Go Built-in Data Types Implementation

Go Built-in Data Types Implementation

Go Built-in Data Types Implementation

All built-in extended types are structs.

String

struct string {
  byte* str;
  intgo len;
}

String constants usually live in read-only sections (.rodata) allocated by the compiler. The corresponding data addresses are not writable. Strings generated by fmt.Sprintf live on the heap, and their data addresses can be modified.

Underlying structure (the structure copied when assigning strings):

type StringHeader struct {
	Data uintptr
	Len  int
}

String and byte conversion:

//return GoString's buffer slice(enable modify string)
func StringBytes(s string) Bytes {
    return *(*Bytes)(unsafe.Pointer(&s))
}

// convert b to string without copy
func BytesString(b []byte) String {
    return *(*String)(unsafe.Pointer(&b))
}

func unsafeEqual(a string, b []byte) bool {
    bbp := *(*string)(unsafe.Pointer(&b))
    return a == bbp
}

Converting []rune to string always causes memory reallocation because of different memory structures:

var p []byte
buf := make([]byte, 3)
for _, r := range s {
	n := utf8.EncodeRune(buf, r)
	p = append(p, buf[:n]...)
}
return string(p)

String assignment only copies the data address and length. It does not cause the underlying byte array to be copied. Strings also support slice operations.

Arrays

Multiple initialization methods exist:

var a [3]int // Initialize to zero values, 3 elements
var b = [...]int{1, 2, 3} // Literal initialization
var c = [...]int{2: 3, 1: 2} // Index:value initialization, unspecified ones are 0

Slices

type slice struct {
	array unsafe.Pointer
	len   int
	cap   int
}

Iterating with for-range performs better because it skips bounds checking.

Iterate by length count only, no extra memory cost:

for range times {
	// do something
}

Append supports chaining operations, but generates intermediate temporary slices when adding. Use this approach to insert elements:

a = append(a, 0)
copy(a[i+1:], a[i:]) // Move elements backward
a[i] = x // Then insert
a = a[:copy(a, a[N:])] // Delete first N elements

When checking if a slice is empty, get the slice length through len. We rarely compare slices directly with nil.

Use zero-length slices for in-place modification:

// The underlying array of s passed in will be modified by b
func TrimSpace(s []byte) []byte {
	b := s[:0]
	for _, x := range s {
		if x != ' ' {
			b = append(b, x)

■ **Dataset records**:
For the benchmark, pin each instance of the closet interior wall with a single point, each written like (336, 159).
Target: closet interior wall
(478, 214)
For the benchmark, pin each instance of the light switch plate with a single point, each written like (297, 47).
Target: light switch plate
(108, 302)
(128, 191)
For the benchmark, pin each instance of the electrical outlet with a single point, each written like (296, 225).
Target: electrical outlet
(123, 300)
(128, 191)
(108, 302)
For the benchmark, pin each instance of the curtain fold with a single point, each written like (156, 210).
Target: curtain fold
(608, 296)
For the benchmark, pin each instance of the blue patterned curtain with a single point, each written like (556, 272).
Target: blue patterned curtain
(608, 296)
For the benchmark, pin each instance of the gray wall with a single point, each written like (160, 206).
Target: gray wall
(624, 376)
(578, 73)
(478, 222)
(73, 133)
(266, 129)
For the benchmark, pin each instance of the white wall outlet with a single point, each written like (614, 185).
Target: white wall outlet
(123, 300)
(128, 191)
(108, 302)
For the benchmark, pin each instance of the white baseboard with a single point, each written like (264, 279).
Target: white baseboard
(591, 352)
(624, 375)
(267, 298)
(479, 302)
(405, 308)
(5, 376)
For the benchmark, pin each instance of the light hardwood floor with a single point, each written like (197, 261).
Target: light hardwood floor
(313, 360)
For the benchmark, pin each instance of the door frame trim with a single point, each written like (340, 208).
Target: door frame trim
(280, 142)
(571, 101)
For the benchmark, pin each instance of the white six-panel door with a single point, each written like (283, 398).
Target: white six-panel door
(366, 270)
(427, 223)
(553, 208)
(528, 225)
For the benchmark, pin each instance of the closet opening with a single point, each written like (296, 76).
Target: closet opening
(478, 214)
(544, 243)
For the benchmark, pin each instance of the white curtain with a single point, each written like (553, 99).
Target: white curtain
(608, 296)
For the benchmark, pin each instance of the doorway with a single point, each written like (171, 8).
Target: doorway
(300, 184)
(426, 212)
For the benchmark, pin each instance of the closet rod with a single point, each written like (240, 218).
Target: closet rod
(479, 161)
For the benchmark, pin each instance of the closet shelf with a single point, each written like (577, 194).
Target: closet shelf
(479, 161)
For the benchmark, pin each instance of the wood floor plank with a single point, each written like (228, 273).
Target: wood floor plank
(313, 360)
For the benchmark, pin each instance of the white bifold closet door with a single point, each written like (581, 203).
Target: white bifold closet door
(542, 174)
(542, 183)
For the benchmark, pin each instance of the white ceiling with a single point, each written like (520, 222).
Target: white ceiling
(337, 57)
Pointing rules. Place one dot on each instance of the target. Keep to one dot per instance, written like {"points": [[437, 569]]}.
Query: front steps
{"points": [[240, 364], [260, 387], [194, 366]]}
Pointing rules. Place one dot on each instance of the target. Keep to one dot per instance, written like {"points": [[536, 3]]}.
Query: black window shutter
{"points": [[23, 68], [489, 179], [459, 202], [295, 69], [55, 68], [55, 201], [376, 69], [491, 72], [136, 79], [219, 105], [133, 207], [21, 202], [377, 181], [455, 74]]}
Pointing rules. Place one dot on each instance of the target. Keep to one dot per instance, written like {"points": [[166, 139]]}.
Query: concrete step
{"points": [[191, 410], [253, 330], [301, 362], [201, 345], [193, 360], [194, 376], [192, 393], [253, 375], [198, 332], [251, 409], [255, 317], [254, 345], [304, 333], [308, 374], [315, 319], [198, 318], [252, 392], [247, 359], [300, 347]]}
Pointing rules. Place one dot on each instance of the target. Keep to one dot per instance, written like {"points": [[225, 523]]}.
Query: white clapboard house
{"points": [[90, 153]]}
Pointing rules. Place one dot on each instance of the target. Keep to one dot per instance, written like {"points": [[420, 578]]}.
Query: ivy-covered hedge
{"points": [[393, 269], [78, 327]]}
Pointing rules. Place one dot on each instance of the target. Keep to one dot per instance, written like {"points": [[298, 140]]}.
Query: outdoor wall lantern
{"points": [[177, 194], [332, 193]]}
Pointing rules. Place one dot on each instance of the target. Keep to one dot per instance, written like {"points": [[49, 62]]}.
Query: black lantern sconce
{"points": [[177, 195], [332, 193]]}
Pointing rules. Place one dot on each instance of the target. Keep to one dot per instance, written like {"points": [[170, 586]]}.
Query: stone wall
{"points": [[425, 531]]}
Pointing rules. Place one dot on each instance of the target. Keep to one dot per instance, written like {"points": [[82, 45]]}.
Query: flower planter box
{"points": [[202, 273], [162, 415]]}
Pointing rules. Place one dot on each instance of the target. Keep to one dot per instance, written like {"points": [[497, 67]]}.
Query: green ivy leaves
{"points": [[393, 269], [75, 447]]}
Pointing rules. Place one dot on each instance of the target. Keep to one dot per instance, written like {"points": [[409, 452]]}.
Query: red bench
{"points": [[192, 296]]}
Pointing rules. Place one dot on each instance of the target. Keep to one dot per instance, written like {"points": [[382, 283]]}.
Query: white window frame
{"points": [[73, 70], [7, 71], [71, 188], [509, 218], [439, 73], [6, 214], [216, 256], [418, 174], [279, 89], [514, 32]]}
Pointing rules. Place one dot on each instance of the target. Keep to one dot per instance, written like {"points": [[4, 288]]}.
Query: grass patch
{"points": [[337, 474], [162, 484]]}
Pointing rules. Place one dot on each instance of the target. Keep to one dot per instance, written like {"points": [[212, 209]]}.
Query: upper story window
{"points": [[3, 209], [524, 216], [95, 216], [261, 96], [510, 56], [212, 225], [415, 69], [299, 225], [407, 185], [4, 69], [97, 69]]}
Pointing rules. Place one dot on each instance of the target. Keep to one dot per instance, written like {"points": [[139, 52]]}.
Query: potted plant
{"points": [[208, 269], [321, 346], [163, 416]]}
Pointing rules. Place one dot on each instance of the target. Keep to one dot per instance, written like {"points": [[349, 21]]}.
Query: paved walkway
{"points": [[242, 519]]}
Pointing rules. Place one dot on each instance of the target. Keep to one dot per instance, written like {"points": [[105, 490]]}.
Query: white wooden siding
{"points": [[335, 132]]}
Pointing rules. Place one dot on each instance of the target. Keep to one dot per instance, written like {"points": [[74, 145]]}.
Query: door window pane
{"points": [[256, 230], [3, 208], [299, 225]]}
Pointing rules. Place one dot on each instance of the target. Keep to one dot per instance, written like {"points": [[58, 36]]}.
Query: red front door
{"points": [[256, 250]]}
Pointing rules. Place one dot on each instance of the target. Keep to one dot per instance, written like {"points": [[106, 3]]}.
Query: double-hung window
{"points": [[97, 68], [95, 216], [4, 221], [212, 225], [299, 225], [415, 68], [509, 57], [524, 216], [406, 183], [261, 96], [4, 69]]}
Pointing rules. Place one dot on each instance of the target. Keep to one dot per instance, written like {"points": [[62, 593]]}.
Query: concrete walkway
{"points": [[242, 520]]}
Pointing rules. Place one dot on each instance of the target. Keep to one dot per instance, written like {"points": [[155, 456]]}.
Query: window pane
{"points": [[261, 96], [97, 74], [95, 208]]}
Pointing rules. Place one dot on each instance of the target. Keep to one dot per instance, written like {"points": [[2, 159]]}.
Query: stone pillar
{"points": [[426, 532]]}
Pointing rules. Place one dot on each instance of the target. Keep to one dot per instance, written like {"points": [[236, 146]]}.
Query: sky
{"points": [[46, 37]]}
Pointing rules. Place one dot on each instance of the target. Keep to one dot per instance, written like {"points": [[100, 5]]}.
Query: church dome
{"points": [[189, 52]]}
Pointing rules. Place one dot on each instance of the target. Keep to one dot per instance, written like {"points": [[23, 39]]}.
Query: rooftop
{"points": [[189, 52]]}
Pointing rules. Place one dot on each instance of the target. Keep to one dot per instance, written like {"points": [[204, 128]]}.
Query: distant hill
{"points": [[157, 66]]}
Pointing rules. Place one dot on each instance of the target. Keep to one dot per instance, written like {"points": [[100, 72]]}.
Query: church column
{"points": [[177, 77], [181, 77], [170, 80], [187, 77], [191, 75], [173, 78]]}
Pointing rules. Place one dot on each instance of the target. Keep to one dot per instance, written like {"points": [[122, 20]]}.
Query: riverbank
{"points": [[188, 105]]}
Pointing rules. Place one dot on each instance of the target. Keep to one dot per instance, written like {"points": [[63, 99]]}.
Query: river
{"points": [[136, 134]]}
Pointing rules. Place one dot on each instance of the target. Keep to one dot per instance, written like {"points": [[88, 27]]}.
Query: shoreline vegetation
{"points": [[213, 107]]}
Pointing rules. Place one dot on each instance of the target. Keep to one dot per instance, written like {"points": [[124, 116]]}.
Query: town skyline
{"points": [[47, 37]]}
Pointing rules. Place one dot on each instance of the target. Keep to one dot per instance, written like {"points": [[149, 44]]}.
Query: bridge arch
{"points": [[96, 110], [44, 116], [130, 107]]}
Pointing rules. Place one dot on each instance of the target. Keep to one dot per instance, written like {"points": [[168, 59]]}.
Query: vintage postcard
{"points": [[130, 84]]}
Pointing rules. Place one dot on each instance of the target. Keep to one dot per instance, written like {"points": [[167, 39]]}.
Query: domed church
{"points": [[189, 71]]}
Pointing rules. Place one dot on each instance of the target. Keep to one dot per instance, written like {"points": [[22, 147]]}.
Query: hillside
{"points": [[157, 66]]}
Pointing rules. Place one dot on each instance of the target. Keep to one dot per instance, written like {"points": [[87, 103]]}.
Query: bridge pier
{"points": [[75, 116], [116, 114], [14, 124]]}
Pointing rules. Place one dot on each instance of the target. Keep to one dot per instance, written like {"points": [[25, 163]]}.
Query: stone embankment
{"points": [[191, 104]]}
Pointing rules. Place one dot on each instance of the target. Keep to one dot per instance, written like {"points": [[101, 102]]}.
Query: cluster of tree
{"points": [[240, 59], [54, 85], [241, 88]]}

■ **Requirements**:
(a) Translate this sentence from the Go data types page into Spanish: "String assignment only copies the data address and length."
(b) Answer these questions from the Go data types page:
(i) Where do string constants usually live?
(ii) Why does iterating with for-range perform better?
(iii) How does the page say to check whether a slice is empty?

■ **Task solutions**:
(a) La asignación de cadenas solo copia la dirección de los datos y la longitud.

(b)
(i) In read-only sections (.rodata) allocated by the compiler.
(ii) Because it skips bounds checking.
(iii) By getting the slice length through len.